Output, please, every line from the line that holds "Annotation guideline — the target class is orange" to the end, exactly as written.

====

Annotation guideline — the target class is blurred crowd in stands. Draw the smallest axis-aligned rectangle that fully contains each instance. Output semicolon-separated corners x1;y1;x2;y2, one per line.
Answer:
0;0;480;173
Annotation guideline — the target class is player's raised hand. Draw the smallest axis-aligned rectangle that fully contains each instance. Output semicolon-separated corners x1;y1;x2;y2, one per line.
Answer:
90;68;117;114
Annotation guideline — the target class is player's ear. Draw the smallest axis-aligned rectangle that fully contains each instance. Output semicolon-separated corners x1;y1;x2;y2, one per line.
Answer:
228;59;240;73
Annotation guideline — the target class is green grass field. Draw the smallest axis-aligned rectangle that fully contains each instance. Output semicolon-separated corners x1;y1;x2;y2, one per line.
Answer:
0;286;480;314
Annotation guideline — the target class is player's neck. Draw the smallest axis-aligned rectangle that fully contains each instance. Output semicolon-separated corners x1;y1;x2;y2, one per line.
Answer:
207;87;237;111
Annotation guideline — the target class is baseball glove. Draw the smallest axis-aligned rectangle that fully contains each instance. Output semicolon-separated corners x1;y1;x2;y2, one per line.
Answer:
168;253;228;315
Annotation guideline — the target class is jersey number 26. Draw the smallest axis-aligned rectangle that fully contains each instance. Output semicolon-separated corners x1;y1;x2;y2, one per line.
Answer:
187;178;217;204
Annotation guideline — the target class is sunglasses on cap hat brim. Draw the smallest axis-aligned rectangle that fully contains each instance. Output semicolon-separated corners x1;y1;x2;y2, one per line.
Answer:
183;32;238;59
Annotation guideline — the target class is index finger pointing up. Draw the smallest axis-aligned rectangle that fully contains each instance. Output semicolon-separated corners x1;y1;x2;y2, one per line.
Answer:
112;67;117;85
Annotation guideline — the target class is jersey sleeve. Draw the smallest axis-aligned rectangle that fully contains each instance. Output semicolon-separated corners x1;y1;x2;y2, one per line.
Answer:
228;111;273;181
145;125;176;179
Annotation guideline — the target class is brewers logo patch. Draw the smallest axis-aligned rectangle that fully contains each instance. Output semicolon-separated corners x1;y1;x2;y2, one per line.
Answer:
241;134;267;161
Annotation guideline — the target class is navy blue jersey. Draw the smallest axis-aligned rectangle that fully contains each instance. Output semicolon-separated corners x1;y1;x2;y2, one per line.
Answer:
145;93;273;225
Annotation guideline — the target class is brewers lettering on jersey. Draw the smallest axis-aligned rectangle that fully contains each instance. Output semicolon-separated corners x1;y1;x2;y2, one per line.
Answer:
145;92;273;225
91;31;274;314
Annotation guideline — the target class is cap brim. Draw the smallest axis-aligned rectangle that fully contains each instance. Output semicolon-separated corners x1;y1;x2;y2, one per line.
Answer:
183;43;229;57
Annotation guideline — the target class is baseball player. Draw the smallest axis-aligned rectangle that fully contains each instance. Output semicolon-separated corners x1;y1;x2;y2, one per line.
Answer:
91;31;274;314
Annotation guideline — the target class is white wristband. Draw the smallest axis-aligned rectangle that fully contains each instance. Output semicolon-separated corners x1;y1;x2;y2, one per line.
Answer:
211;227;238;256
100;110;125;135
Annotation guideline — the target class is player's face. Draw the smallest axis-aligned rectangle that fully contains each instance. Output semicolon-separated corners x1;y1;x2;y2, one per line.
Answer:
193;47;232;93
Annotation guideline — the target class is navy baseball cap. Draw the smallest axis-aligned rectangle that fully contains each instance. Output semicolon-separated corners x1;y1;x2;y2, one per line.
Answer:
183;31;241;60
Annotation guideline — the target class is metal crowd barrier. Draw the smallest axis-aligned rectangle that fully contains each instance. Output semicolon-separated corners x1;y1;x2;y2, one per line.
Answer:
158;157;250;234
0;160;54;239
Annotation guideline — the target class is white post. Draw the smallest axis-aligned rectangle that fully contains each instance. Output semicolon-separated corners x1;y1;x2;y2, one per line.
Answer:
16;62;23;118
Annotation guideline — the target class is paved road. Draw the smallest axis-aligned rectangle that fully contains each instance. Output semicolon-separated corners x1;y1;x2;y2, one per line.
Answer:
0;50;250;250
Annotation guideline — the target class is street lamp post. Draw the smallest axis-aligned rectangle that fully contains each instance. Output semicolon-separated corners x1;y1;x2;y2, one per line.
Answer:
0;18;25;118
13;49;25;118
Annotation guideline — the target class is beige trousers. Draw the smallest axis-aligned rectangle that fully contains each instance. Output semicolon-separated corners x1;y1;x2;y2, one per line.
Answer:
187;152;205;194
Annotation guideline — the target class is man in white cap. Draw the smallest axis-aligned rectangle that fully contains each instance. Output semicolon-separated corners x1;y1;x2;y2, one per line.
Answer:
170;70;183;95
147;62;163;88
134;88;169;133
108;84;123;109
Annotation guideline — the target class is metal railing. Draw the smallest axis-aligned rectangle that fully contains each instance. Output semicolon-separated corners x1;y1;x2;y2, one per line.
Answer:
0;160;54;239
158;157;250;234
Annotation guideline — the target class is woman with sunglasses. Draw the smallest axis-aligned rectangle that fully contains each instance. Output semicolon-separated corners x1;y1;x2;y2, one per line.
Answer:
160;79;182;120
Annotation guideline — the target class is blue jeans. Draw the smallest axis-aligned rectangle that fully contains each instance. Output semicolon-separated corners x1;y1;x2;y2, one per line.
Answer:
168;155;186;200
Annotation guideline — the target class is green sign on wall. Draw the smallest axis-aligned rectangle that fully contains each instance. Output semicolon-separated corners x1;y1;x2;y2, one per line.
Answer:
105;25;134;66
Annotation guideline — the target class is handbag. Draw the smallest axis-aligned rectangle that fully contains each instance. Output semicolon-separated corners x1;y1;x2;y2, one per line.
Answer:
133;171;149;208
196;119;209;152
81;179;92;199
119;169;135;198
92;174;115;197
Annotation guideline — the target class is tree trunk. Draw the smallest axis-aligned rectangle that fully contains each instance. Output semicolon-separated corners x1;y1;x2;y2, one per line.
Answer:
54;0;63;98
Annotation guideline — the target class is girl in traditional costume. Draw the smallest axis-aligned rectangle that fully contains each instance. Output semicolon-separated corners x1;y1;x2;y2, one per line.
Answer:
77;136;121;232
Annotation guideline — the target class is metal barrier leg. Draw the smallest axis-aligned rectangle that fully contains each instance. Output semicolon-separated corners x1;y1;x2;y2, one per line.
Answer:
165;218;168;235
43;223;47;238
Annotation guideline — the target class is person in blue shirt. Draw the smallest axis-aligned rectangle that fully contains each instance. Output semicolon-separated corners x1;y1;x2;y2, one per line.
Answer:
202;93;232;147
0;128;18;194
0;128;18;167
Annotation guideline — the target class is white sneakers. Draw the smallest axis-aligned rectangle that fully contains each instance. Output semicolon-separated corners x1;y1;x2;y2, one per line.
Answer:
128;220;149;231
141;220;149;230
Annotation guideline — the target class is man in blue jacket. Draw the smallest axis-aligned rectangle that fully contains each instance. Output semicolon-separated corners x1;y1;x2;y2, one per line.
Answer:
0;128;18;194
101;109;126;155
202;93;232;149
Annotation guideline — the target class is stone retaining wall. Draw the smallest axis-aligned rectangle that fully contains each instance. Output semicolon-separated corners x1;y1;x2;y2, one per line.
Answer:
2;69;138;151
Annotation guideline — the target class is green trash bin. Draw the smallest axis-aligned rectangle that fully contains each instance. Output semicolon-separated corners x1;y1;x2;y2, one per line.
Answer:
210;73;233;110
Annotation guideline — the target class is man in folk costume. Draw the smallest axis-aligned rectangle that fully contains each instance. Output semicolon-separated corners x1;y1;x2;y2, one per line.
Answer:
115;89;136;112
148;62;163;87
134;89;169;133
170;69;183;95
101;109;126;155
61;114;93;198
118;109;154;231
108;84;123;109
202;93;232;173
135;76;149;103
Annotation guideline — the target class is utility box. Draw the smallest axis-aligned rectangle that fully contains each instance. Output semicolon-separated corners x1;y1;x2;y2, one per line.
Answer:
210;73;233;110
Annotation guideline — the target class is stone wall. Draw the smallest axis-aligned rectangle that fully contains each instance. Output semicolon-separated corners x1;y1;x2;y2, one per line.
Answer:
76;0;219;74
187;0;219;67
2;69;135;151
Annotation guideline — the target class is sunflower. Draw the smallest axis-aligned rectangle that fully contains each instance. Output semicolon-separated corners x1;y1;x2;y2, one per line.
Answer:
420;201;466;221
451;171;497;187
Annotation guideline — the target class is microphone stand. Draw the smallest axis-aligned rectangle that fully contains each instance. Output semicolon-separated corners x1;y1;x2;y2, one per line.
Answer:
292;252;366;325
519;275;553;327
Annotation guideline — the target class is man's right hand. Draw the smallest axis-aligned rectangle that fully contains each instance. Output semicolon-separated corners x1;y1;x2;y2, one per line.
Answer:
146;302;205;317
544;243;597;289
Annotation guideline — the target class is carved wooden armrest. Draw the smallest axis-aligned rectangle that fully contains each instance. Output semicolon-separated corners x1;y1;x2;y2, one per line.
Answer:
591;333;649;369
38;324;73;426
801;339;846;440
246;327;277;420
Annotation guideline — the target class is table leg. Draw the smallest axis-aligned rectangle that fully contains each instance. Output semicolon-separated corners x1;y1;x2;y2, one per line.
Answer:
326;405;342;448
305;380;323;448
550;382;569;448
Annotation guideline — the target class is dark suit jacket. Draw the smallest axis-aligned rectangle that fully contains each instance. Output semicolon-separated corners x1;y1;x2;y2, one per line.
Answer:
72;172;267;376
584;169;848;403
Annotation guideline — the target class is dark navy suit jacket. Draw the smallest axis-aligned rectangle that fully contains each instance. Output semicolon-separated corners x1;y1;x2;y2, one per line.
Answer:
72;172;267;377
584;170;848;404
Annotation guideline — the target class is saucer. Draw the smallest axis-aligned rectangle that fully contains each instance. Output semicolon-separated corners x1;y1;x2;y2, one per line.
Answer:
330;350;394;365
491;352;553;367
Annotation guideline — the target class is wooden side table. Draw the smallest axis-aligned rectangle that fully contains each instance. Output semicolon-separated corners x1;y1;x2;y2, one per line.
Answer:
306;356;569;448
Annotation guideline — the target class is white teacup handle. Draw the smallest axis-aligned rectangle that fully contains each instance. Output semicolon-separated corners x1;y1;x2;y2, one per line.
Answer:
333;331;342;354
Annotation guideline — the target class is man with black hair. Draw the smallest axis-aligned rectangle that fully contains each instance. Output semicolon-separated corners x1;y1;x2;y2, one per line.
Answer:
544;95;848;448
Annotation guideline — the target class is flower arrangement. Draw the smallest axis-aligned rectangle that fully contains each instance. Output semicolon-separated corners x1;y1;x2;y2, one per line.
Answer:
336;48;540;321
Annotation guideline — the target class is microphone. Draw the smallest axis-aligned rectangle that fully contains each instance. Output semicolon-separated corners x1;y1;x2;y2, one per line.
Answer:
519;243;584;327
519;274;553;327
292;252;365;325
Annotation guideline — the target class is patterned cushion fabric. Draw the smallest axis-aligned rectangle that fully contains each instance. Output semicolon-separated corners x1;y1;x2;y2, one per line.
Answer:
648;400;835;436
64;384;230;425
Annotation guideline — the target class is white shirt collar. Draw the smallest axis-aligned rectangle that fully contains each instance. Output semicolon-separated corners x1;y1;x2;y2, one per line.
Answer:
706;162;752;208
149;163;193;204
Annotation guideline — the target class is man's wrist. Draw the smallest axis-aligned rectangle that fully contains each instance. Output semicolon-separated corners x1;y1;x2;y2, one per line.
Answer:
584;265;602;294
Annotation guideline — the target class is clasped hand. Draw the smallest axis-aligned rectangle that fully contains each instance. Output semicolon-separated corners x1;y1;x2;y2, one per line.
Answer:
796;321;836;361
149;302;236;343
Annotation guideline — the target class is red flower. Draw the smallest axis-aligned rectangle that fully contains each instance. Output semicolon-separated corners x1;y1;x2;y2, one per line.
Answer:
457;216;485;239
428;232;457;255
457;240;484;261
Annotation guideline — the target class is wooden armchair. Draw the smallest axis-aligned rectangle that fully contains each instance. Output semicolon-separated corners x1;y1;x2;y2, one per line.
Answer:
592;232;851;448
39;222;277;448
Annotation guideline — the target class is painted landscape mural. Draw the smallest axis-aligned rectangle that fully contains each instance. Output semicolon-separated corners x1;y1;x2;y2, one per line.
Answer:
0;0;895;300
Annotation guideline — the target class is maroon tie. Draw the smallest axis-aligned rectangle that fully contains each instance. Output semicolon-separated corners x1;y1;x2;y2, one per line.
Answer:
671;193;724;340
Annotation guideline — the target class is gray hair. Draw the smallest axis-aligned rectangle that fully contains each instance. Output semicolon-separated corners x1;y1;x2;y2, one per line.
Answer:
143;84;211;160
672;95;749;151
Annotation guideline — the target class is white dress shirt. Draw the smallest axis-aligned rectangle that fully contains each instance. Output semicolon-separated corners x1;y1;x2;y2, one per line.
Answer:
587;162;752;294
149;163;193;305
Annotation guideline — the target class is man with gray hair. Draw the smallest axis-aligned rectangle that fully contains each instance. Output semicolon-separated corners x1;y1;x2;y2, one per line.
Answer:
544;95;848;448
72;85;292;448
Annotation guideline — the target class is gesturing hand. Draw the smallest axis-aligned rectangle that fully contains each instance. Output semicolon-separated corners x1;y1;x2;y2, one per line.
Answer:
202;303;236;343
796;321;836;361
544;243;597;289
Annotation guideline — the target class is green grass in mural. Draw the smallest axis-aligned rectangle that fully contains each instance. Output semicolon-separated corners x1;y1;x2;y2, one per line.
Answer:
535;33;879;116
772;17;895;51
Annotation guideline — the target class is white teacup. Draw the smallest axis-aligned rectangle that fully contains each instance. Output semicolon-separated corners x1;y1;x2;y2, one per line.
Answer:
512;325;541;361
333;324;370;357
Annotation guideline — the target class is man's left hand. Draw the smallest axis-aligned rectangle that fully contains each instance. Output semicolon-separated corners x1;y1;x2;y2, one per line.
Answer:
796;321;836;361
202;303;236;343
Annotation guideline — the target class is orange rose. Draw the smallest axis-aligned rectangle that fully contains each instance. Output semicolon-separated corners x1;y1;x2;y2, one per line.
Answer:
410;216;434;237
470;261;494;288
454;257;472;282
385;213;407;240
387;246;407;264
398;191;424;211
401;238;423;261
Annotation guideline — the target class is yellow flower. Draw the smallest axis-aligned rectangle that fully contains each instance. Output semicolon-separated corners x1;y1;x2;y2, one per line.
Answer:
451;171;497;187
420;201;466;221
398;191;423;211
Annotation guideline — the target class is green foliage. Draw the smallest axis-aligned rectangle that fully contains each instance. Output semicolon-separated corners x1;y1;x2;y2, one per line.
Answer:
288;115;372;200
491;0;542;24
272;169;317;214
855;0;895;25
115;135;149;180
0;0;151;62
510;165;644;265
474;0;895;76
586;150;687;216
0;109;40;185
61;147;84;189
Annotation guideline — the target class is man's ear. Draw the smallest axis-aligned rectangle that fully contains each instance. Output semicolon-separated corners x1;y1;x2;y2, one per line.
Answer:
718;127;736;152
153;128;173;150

====

[Result of this task]:
Annotation guideline — the target class is orange rose. Draw the smallest axis-aligned rectangle that fully contains each instance. Output semicolon-separated corners x1;y1;x2;y2, one per line.
Answer:
410;216;434;237
470;261;494;288
454;257;472;282
385;213;407;240
387;246;407;264
398;191;424;211
401;238;423;261
Annotation guideline — the target class is yellow flower. Draw the smallest axis-aligned rectangle that fully contains each instance. Output semicolon-separated corners x1;y1;x2;y2, one per line.
Answer:
451;171;497;187
420;201;466;221
398;191;423;211
Annotation guideline — the target class is green foliage. Draw the smallest axis-aligned rectangle that fully contains each instance. Output semicolon-separated corners x1;y1;x2;y2, one per line.
Answer:
288;115;372;200
491;0;542;24
272;169;317;214
855;0;895;25
115;135;149;180
0;0;151;62
510;165;644;265
474;0;895;76
586;150;687;216
0;109;40;185
61;147;84;189
Annotation guideline — the target class is man's ear. Draw the smallest axis-aligned rectangle that fully contains each instance. Output semicolon-separated corners x1;y1;x2;y2, one per line.
Answer:
718;127;736;152
153;128;173;150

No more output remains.